___ The input ___

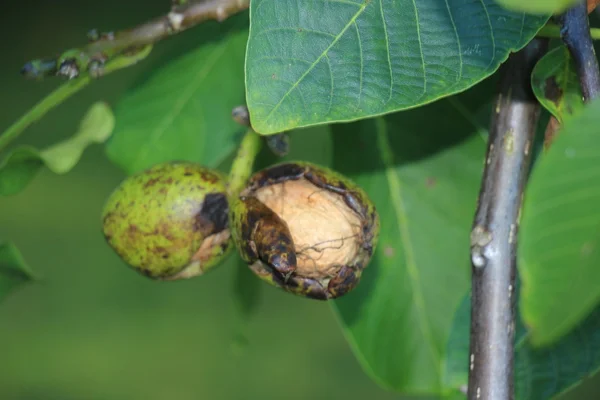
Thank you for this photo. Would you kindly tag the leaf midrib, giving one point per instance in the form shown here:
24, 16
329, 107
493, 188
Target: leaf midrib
314, 64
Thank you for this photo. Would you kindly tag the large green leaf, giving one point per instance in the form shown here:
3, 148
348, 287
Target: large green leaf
556, 85
183, 110
537, 6
559, 241
422, 169
317, 61
13, 270
23, 163
539, 373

___

• [Task description]
Rewrite the rows from the line containing "Thank you for this photo. Would you kindly tag the large" through the end of the records, changing "large green leaf" to "broad green leaf" and leaving everything else the same.

• [The response]
Thank you for this photo. Would you kindly tag the broad green leaf, giving one point per instance in the form shown here:
3, 148
348, 287
Target: broad green leaf
556, 85
183, 110
537, 6
559, 241
422, 169
317, 61
13, 270
23, 163
539, 373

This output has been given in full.